Exercise objective:
Quote the Gibbs sampler passage in full, word for word.

The Gibbs Sampler
Posted on (Update: ) 0 Comments
Gibbs sampler is an iterative algorithm that constructs a dependent sequence of parameter values whose distribution converges to the target joint posterior distribution.
A semiconjugate prior distribution
In the case where $\tau_0^2$ is not proportional to $\sigma^2$, the marginal density of $1/\sigma^2$ is not a gamma distribution.
Discrete approximations
A discrete approximation to the posterior distribution makes use of these facts by constructing a posterior distribution over a grid of parameter values, based on relative posterior probabilities.
Construct a twodimensional grid of value of ${\theta, \tilde \sigma^2}$
An example
mu0 = 1.9; t20 = 0.95^2; s20 = 0.01; nu0 = 1
y = c(1.64, 1.70, 1.72, 1.74, 1.82, 1.82, 1.82, 1.90, 2.08)
G = 100; H = 100
mean.grid = seq(1.505, 2.00, length = G)
prec.grid = seq(1.75,175, length = H)
post.grid = matrix(nrow = G, ncol = H)
for (g in 1:G){
for (h in 1:H){
post.grid[g, h] =
dnorm(mean.grid[g], mu0, sqrt(t20)) *
dgamma(prec.grid[h], nu0/2, s20*nu20/2) *
prod(dnorm(y, mean.grid[g], 1/sqrt(prec.grid[h])))
}
}
post.grid = post.grid/sum(post.grid)

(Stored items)

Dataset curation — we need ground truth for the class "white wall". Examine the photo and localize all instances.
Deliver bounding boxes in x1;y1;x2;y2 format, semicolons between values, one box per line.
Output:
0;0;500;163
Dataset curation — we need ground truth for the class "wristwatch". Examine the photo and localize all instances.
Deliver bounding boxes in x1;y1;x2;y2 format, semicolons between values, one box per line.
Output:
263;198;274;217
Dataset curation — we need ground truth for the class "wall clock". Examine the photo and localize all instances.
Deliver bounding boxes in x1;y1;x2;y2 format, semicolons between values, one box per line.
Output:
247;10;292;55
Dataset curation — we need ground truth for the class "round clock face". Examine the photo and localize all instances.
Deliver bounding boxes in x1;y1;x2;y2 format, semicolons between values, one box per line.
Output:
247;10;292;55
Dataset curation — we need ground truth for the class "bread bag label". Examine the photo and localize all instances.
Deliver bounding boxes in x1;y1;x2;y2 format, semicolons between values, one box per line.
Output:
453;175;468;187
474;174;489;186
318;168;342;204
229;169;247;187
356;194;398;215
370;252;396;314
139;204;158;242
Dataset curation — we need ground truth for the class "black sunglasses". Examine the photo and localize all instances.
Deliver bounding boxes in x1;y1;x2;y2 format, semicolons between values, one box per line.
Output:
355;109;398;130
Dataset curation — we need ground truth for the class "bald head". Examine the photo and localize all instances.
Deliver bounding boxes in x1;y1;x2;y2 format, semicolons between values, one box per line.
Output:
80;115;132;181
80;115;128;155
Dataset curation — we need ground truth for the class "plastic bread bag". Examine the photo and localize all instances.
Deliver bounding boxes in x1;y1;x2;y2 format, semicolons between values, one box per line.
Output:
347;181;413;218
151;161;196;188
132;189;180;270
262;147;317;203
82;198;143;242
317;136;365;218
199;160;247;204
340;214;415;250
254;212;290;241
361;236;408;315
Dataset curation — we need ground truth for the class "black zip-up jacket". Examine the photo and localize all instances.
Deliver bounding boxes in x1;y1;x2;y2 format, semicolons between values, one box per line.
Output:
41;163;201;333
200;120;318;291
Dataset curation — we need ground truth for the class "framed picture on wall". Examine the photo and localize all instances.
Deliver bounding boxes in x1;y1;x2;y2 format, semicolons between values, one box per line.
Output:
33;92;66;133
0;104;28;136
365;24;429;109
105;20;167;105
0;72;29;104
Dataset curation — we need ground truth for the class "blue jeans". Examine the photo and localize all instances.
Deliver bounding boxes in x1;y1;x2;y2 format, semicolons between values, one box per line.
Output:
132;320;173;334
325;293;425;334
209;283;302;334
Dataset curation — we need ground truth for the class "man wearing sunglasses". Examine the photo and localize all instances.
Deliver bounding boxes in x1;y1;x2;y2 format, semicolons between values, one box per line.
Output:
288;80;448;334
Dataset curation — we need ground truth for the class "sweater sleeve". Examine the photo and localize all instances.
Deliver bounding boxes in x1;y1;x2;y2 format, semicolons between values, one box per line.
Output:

Result of the task:
The Gibbs Sampler
Posted on (Update: ) 0 Comments
Gibbs sampler is an iterative algorithm that constructs a dependent sequence of parameter values whose distribution converges to the target joint posterior distribution.
A semiconjugate prior distribution
In the case where $\tau_0^2$ is not proportional to $\sigma^2$, the marginal density of $1/\sigma^2$ is not a gamma distribution.
Discrete approximations
A discrete approximation to the posterior distribution makes use of these facts by constructing a posterior distribution over a grid of parameter values, based on relative posterior probabilities.
Construct a twodimensional grid of value of ${\theta, \tilde \sigma^2}$
An example
mu0 = 1.9; t20 = 0.95^2; s20 = 0.01; nu0 = 1
y = c(1.64, 1.70, 1.72, 1.74, 1.82, 1.82, 1.82, 1.90, 2.08)
G = 100; H = 100
mean.grid = seq(1.505, 2.00, length = G)
prec.grid = seq(1.75,175, length = H)
post.grid = matrix(nrow = G, ncol = H)
for (g in 1:G){
for (h in 1:H){
post.grid[g, h] =
dnorm(mean.grid[g], mu0, sqrt(t20)) *
dgamma(prec.grid[h], nu0/2, s20*nu20/2) *
prod(dnorm(y, mean.grid[g], 1/sqrt(prec.grid[h])))
}
}
post.grid = post.grid/sum(post.grid)